Written problem:
Give all of the records below as a numbered list, leaving out any blank lines.

━━ Data lines

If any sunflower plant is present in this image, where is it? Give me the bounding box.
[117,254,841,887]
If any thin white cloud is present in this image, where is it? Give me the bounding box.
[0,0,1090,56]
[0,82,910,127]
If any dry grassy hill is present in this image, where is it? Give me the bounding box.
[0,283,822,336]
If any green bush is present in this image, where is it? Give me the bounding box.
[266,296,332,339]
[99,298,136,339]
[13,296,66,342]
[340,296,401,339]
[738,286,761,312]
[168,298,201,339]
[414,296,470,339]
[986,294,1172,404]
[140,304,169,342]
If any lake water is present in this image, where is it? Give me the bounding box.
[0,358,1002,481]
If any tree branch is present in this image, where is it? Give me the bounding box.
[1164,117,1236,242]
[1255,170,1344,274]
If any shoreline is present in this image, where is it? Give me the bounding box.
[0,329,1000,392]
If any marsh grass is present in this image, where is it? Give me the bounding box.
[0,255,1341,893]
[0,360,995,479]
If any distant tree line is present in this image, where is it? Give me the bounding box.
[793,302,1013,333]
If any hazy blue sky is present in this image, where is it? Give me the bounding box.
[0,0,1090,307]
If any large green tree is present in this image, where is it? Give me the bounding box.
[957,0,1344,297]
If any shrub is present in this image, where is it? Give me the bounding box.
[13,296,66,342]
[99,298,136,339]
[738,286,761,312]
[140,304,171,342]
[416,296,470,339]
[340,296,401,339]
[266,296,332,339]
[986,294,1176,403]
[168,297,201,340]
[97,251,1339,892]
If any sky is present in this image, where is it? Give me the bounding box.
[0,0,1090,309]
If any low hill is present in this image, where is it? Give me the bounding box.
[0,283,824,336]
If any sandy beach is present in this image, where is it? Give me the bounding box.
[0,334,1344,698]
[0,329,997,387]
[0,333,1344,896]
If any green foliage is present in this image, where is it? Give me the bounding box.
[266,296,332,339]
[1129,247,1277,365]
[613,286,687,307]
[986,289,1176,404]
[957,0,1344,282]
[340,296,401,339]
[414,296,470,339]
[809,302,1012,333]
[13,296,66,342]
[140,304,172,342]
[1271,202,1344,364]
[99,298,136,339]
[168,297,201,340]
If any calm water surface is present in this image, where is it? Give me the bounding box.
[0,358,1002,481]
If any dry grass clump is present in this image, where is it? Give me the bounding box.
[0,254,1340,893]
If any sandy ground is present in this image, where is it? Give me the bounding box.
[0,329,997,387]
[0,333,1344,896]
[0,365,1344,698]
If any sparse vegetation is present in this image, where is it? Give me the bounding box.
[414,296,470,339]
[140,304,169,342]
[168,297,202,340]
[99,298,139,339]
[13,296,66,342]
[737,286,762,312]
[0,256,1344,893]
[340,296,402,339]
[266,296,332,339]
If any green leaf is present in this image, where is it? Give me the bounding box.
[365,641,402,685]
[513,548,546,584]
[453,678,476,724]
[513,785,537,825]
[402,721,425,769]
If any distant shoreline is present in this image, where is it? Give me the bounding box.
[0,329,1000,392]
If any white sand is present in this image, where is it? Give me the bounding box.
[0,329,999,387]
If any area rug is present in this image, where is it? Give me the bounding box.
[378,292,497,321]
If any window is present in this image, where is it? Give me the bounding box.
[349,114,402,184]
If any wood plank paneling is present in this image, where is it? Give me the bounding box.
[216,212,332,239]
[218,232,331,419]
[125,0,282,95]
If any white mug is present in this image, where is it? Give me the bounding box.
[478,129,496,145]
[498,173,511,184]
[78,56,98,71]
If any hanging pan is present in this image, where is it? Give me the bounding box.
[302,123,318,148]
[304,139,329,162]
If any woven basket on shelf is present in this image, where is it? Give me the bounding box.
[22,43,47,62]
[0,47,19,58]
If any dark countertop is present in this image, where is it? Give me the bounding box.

━━━━

Exercise output:
1. If any sunflower plant is present in this image, where is it? Give me the bounding box.
2. [117,254,841,887]
3. If any thin white cloud is present in this image, where is it? Give me the bounding box.
4. [0,0,1090,56]
5. [0,82,910,127]
6. If any dry grassy hill is present in this image, where is it? Give me the bounding box.
7. [0,283,822,336]
8. If any green bush is present in this image, where is it? Give me the bounding box.
9. [266,296,332,339]
10. [99,298,136,339]
11. [13,296,66,342]
12. [340,296,401,339]
13. [738,286,761,312]
14. [168,298,201,339]
15. [414,296,470,339]
16. [986,294,1172,404]
17. [140,304,169,342]
18. If any lake water is present in this image, where is it? Give me the bounding box.
19. [0,358,1002,481]
20. If any tree branch is present in this image, where is it? Give me the bounding box.
21. [1164,117,1236,242]
22. [1255,170,1344,274]
23. If any shoreline is present in this image, where is it? Give me the bounding box.
24. [0,329,1000,392]
25. If any marsh grass is present in this image, where is it? Give me the bounding box.
26. [0,255,1341,893]
27. [0,360,995,479]
28. If any distant tree line is present in this image, where is it? Give me the bounding box.
29. [793,302,1013,333]
30. If any hazy blue sky is present in this image, where is it? Give me the bounding box.
31. [0,0,1090,307]
32. If any large green tree is present in this image, where is it? Give me the bounding box.
33. [957,0,1344,297]
34. If any shrub is present in this image, where is it? Give me the bounding box.
35. [13,296,66,342]
36. [99,298,136,339]
37. [738,286,761,312]
38. [140,304,171,342]
39. [416,296,470,339]
40. [340,296,401,339]
41. [266,296,332,339]
42. [986,294,1176,403]
43. [168,297,201,340]
44. [97,251,1339,892]
45. If any sky is present in this image, where is it? Give me the bounding box.
46. [0,0,1090,309]
47. If any low hill is present in this image, where is it? Give me the bounding box.
48. [0,283,824,336]
49. If any sandy beach is present in this image, where is it? Give me the bounding box.
50. [0,334,1344,698]
51. [0,329,997,387]
52. [0,333,1344,896]
53. If any green foliage is present in this image, where is it? Give me the bounding box.
54. [266,296,332,339]
55. [1129,247,1277,365]
56. [613,286,687,307]
57. [986,289,1176,404]
58. [957,0,1344,282]
59. [340,296,401,339]
60. [414,296,470,339]
61. [809,302,1012,333]
62. [13,296,66,342]
63. [140,304,172,342]
64. [1271,202,1344,364]
65. [99,298,136,339]
66. [168,297,201,340]
67. If any calm water surface is present in this image, where is it? Give me the bounding box.
68. [0,358,1002,481]
69. If any dry grass clump is present in this image, where is it? Give me the bounding box.
70. [0,254,1340,893]
71. If any sandy ground is present in this image, where is it? Give me the bounding box.
72. [0,329,997,387]
73. [0,333,1344,896]
74. [0,365,1344,698]
75. If any sparse vegetation is present in this image, where is it? Give me the bounding box.
76. [414,296,470,339]
77. [140,304,169,342]
78. [168,297,202,340]
79. [99,298,139,339]
80. [13,296,66,342]
81. [737,286,762,312]
82. [0,256,1344,893]
83. [340,296,402,339]
84. [266,296,332,339]
85. If any green leaf is present in this image, where is it? Give me the bounding box.
86. [365,641,402,685]
87. [513,548,546,584]
88. [453,678,476,724]
89. [513,785,537,825]
90. [402,721,425,769]
91. If any distant shoreline is present in this image, where is it? Give me the bounding box.
92. [0,329,1000,392]
93. If any white sand is present in this image, where is it? Give me the bounding box.
94. [0,329,999,387]
95. If any area rug is present in this image, where is it? Give me the bounding box.
96. [378,292,497,321]
97. If any window is present in this image, where is it? Give me the bounding box.
98. [349,114,402,184]
99. If any wood plank paneling is present in this image, where is it? Give me the bounding box.
100. [216,212,332,239]
101. [218,232,331,419]
102. [125,0,282,95]
103. If any white mug is present in this image, where is it? Give me the bounding box.
104. [478,129,496,145]
105. [498,173,511,184]
106. [78,56,98,71]
107. If any hanging pan is present in this image, where is it? Give me the bounding box.
108. [302,123,318,148]
109. [304,139,329,162]
110. If any woven basket on shelf is present in this image, where is it? Give me the bounding box.
111. [22,43,47,62]
112. [0,47,19,58]
113. If any dark countertop is present in this image, where is it? Give me the bounding box.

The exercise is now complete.